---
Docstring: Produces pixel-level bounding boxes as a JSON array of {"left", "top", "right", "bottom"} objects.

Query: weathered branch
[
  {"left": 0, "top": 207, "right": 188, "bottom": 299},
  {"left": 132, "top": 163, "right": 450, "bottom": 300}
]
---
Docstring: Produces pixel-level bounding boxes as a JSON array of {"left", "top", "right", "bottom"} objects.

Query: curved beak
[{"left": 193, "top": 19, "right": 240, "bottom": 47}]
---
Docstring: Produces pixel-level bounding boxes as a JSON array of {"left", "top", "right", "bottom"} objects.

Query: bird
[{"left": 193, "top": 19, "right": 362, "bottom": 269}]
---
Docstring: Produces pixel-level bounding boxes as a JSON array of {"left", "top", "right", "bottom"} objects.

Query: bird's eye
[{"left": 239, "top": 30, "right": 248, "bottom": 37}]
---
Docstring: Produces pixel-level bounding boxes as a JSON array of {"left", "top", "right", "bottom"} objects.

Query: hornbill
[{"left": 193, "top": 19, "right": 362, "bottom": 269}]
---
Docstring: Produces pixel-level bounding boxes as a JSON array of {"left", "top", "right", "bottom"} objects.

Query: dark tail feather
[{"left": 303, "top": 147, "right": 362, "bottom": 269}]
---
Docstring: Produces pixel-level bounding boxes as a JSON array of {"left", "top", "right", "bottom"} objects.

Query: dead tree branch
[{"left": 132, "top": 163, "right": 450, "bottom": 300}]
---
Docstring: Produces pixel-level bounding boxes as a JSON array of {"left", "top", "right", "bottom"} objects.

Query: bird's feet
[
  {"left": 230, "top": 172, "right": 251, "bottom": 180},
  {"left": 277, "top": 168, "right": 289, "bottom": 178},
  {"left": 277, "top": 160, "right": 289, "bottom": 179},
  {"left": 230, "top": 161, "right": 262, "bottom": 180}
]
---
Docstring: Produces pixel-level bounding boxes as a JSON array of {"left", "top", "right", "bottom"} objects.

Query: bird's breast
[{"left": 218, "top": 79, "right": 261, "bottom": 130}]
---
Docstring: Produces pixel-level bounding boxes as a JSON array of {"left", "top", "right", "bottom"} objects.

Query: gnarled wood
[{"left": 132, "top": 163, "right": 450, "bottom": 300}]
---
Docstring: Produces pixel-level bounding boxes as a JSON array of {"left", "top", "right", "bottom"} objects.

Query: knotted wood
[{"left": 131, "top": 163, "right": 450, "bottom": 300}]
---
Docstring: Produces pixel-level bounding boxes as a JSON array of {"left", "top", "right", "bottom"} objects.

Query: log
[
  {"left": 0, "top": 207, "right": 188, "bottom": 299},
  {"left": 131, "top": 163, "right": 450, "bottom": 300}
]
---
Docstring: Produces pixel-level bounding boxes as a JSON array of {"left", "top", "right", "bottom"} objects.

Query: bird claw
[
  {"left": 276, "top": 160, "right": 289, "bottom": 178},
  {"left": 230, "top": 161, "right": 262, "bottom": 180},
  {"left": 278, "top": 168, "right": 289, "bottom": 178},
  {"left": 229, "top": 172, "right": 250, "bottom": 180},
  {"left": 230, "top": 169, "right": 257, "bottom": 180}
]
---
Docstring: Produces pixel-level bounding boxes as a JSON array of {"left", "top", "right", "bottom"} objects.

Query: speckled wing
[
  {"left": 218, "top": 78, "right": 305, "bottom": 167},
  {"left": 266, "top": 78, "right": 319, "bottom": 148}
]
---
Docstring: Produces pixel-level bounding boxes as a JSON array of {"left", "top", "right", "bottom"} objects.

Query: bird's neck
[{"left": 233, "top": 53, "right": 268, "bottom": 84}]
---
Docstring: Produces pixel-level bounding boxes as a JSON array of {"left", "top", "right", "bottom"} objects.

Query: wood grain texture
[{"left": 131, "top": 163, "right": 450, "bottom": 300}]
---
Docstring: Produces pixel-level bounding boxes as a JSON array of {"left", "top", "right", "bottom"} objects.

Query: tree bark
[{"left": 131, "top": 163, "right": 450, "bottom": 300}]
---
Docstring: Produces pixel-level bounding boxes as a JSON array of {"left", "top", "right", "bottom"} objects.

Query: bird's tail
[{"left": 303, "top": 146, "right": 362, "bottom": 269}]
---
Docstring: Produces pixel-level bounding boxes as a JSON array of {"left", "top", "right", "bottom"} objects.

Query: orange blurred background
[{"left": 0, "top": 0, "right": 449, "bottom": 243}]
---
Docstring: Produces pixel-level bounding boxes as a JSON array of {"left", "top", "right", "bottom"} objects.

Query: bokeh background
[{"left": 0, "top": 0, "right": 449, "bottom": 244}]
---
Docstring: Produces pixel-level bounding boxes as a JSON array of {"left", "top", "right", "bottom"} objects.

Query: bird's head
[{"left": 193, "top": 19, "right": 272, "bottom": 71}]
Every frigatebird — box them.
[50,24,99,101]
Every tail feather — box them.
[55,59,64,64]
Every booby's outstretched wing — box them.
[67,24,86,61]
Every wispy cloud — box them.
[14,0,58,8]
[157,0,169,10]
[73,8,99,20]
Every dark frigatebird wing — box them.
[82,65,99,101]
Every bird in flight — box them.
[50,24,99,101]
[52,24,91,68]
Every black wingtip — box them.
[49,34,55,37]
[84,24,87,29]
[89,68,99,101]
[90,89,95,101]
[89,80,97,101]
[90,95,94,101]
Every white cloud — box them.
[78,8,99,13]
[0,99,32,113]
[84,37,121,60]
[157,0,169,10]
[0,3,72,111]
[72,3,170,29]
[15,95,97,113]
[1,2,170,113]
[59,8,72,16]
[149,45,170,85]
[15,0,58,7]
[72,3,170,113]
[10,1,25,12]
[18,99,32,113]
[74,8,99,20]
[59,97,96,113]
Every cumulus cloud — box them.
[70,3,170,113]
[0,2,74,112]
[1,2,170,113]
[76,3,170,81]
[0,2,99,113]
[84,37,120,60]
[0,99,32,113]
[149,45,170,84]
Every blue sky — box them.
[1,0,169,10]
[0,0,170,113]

Your assignment:
Copy the data. Make sure every line matches exactly.

Result for this task:
---
Docstring: Produces pixel-level bounding boxes as a JSON array of {"left", "top", "right", "bottom"} objects.

Query: weathered branch
[
  {"left": 0, "top": 207, "right": 188, "bottom": 299},
  {"left": 132, "top": 163, "right": 450, "bottom": 300}
]
---
Docstring: Produces pixel-level bounding boxes as a JSON array of {"left", "top", "right", "bottom"} objects.

Query: curved beak
[{"left": 193, "top": 19, "right": 240, "bottom": 47}]
---
Docstring: Produces pixel-level bounding boxes as a JSON array of {"left", "top", "right", "bottom"} objects.

Query: bird
[{"left": 193, "top": 19, "right": 362, "bottom": 269}]
---
Docstring: Produces pixel-level bounding boxes as a JSON array of {"left", "top", "right", "bottom"} objects.

Query: bird's eye
[{"left": 239, "top": 30, "right": 248, "bottom": 37}]
---
Docstring: Produces pixel-level bounding boxes as a JSON array of {"left", "top", "right", "bottom"} objects.

Query: hornbill
[{"left": 193, "top": 19, "right": 362, "bottom": 269}]
---
Docstring: Produces pixel-level bounding boxes as a JSON array of {"left", "top", "right", "bottom"} objects.

Query: dark tail feather
[{"left": 303, "top": 147, "right": 362, "bottom": 269}]
---
Docstring: Produces pixel-level bounding boxes as a JSON array of {"left", "top", "right", "bottom"} objects.

Query: dead tree branch
[{"left": 132, "top": 163, "right": 450, "bottom": 300}]
---
Docstring: Produces pixel-level bounding boxes as a JSON array of {"left", "top", "right", "bottom"} objects.

Query: bird's feet
[
  {"left": 230, "top": 172, "right": 251, "bottom": 180},
  {"left": 277, "top": 168, "right": 289, "bottom": 178},
  {"left": 277, "top": 160, "right": 289, "bottom": 179},
  {"left": 230, "top": 161, "right": 262, "bottom": 180}
]
---
Docstring: Produces pixel-level bounding boxes as a JSON array of {"left", "top", "right", "bottom"} objects.

Query: bird's breast
[{"left": 218, "top": 79, "right": 261, "bottom": 130}]
---
Docstring: Produces pixel-level bounding boxes as a JSON array of {"left", "top", "right", "bottom"} objects.

Query: gnarled wood
[{"left": 132, "top": 163, "right": 450, "bottom": 300}]
---
Docstring: Produces pixel-level bounding boxes as a JSON array of {"left", "top", "right", "bottom"} objects.

Query: knotted wood
[{"left": 131, "top": 163, "right": 450, "bottom": 300}]
---
Docstring: Produces pixel-level bounding boxes as a JSON array of {"left", "top", "right", "bottom"} objects.

Query: log
[
  {"left": 0, "top": 207, "right": 188, "bottom": 299},
  {"left": 131, "top": 163, "right": 450, "bottom": 300}
]
---
Docstring: Produces pixel-level bounding boxes as a JSON array of {"left", "top", "right", "bottom"} objects.

Query: bird claw
[
  {"left": 276, "top": 160, "right": 289, "bottom": 178},
  {"left": 230, "top": 161, "right": 262, "bottom": 180},
  {"left": 278, "top": 168, "right": 289, "bottom": 178},
  {"left": 229, "top": 172, "right": 250, "bottom": 180},
  {"left": 230, "top": 169, "right": 257, "bottom": 180}
]
---
Docstring: Produces pixel-level bounding boxes as a JSON array of {"left", "top", "right", "bottom"} objects.

Query: speckled wing
[
  {"left": 218, "top": 78, "right": 305, "bottom": 167},
  {"left": 266, "top": 78, "right": 319, "bottom": 148}
]
---
Docstring: Produces pixel-level bounding boxes as a JSON array of {"left", "top", "right", "bottom"} objects.

Query: bird's neck
[{"left": 233, "top": 53, "right": 268, "bottom": 84}]
---
Docstring: Produces pixel-level bounding boxes as a JSON array of {"left", "top", "right", "bottom"} objects.

Query: wood grain texture
[{"left": 131, "top": 163, "right": 450, "bottom": 300}]
---
Docstring: Produces pixel-level bounding boxes as a JSON array of {"left", "top", "right", "bottom"} objects.

Query: tree bark
[{"left": 131, "top": 163, "right": 450, "bottom": 300}]
---
Docstring: Produces pixel-level bounding boxes as a JSON array of {"left", "top", "right", "bottom"} objects.

Query: bird's tail
[{"left": 303, "top": 146, "right": 362, "bottom": 269}]
---
Docstring: Produces pixel-level bounding boxes as a JSON array of {"left", "top", "right", "bottom"} objects.

Query: orange blurred background
[{"left": 0, "top": 0, "right": 449, "bottom": 243}]
---
Docstring: Produces pixel-level bounding boxes as a JSON array of {"left", "top", "right", "bottom"} objects.

Query: bokeh background
[{"left": 0, "top": 0, "right": 449, "bottom": 244}]
---
Docstring: Produces pixel-level bounding boxes as a JSON array of {"left", "top", "right", "bottom"} objects.

Query: bird's head
[{"left": 193, "top": 19, "right": 272, "bottom": 71}]
Every frigatebird — box them.
[50,24,99,101]
Every tail feather — box them.
[55,59,64,64]
Every booby's outstretched wing — box them.
[67,24,86,61]
Every wispy cloud — box them.
[14,0,58,8]
[157,0,169,10]
[73,8,99,20]
Every dark frigatebird wing — box them.
[82,65,99,101]
Every bird in flight — box them.
[50,24,99,101]
[52,24,91,68]
Every black wingtip — box them.
[49,34,55,37]
[84,24,87,29]
[89,68,99,101]
[90,89,95,101]
[89,80,97,101]
[90,95,94,101]
Every white cloud — box them.
[78,8,99,13]
[0,99,32,113]
[84,37,121,60]
[157,0,169,10]
[0,3,72,111]
[72,3,170,29]
[15,95,97,113]
[1,2,170,113]
[59,8,72,16]
[149,45,170,85]
[15,0,58,7]
[72,3,170,113]
[10,1,25,12]
[18,99,32,113]
[74,8,99,20]
[59,97,96,113]
Every cumulus cloud — box them.
[70,3,170,113]
[0,2,74,112]
[1,2,170,113]
[76,3,170,81]
[0,2,99,113]
[84,37,120,60]
[0,99,32,113]
[149,45,170,84]
Every blue sky — box them.
[1,0,169,10]
[0,0,170,113]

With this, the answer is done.